» WORK REQUEST: Copy the hospital buyout article from "The private hospitals, now" up to and including "Ernst & Young.", swapping "Dunedin Hospital" for "Dunedin Clinic".

Corporate finance advisers from the Birmingham office of Ernst & Young played a key role in the £85 million combined institutional buyout and management buy-in of nine hospitals from healthcare group BUPA.
The private hospitals, now known as Classic Hospitals, are based in different parts of the country, with a spread from Hull in the North to Hythe in Kent and including Reading's Dunedin Hospital where the business has its headquarters.
The buyer is private equity group Legal and General Ventures, which, after being selected as the prospective buyer, identified the senior management team that was then advised throughout the transaction by Ernst & Young.
Classic Hospitals is headed by chief executive Adrian Stevensen, who, along with his colleagues, has become a shareholder in the new business. The new management team also includes chairman Frank Hollendoner, who was formerly chairman of Independent Care, a hospital owner and developer.
Finance director Robin Best, who was formerly involved in the successful buyout of Oxoid Limited, and Simon Harrison, divisional director at BUPA Hospitals, has also transferred to Classic Hospitals as director of operations.
As a result of the deal Classic Hotels has become the UK's fifth largest operator of private hospitals with 2,200 staff and 300 beds.
Birmingham-based Stuart Crebo, the director heading Ernst & Young's advisory team on the deal, said: " Classic Hospitals have a track record of providing healthcare in an effective and efficient way and have an excellent management team, with extensive experience of the private hospital sector.
"They now have an excellent platform for their future strategies thanks to the strength of the sector and the reputation of their hospitals and to the financial backing of Legal and General Ventures."

(Stored data entries)
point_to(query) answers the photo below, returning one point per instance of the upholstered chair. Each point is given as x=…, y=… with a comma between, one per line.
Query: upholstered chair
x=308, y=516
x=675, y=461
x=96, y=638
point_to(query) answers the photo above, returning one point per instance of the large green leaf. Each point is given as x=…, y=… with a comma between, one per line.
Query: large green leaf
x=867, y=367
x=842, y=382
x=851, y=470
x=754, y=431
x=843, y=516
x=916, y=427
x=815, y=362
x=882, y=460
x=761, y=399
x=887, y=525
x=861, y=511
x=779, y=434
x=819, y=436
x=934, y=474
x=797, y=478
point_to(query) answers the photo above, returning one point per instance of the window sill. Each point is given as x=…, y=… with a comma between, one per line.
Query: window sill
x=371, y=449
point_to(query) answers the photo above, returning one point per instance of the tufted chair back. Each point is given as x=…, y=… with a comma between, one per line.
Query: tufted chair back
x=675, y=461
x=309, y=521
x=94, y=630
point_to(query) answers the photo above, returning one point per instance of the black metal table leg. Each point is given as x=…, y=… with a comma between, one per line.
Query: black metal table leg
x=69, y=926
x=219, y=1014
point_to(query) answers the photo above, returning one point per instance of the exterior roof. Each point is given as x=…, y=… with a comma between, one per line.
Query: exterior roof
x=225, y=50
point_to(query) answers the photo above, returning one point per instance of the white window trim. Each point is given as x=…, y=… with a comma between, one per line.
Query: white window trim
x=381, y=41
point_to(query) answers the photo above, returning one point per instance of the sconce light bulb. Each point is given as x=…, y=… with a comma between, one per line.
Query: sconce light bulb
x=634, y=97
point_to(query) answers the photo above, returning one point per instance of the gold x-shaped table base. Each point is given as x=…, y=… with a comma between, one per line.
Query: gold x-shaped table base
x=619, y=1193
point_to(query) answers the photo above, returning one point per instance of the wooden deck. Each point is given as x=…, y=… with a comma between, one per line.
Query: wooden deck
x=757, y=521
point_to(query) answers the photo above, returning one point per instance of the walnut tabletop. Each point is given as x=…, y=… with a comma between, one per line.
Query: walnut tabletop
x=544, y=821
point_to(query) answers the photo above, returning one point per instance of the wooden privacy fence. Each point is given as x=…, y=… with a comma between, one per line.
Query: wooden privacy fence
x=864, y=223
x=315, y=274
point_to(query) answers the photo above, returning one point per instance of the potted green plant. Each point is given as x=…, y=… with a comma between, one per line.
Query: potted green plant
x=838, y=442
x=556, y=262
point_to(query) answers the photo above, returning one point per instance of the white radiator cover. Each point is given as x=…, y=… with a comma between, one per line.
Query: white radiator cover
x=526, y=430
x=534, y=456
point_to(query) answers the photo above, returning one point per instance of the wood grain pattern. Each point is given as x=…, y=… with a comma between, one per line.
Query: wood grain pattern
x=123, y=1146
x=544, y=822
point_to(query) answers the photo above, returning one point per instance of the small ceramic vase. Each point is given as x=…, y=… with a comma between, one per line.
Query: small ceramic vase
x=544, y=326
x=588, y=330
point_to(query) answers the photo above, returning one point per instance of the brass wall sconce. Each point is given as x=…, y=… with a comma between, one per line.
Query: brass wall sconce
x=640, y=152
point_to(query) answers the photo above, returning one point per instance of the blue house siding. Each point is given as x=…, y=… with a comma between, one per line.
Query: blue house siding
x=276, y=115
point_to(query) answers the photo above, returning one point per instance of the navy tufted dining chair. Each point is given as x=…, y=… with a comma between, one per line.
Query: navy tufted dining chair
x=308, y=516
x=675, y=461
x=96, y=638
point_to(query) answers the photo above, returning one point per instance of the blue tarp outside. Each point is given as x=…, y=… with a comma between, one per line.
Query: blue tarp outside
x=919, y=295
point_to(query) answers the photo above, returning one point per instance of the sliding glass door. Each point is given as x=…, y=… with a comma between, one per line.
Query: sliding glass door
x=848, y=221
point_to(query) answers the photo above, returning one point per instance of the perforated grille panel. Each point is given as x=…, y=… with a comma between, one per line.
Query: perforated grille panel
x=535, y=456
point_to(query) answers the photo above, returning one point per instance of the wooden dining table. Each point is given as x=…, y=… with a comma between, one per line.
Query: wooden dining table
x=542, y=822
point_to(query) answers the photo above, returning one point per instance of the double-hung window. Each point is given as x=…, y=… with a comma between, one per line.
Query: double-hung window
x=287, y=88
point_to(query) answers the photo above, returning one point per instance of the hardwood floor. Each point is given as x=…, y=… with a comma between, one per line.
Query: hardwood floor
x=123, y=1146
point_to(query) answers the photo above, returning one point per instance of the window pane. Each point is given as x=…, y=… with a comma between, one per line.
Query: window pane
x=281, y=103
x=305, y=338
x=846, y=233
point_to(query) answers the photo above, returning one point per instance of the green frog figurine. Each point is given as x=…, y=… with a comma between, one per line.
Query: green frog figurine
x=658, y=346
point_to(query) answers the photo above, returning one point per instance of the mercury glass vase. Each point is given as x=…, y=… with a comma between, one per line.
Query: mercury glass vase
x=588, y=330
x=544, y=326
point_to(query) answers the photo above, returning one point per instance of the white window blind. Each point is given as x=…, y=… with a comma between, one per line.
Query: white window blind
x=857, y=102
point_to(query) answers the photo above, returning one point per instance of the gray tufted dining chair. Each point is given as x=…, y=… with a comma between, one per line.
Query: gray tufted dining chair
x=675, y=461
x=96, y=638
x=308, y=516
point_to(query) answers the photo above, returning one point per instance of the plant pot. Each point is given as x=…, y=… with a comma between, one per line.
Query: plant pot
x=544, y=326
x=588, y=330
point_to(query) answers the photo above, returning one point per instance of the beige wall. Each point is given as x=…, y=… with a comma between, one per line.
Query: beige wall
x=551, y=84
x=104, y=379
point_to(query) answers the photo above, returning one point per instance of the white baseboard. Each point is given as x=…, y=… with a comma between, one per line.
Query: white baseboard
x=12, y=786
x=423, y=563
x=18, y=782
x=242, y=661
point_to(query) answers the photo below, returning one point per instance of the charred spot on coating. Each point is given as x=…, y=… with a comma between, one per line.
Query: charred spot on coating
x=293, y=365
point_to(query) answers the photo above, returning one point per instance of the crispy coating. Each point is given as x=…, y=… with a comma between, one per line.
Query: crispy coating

» COMPLETED TASK:
The private hospitals, now known as Classic Hospitals, are based in different parts of the country, with a spread from Hull in the North to Hythe in Kent and including Reading's Dunedin Clinic where the business has its headquarters.
The buyer is private equity group Legal and General Ventures, which, after being selected as the prospective buyer, identified the senior management team that was then advised throughout the transaction by Ernst & Young.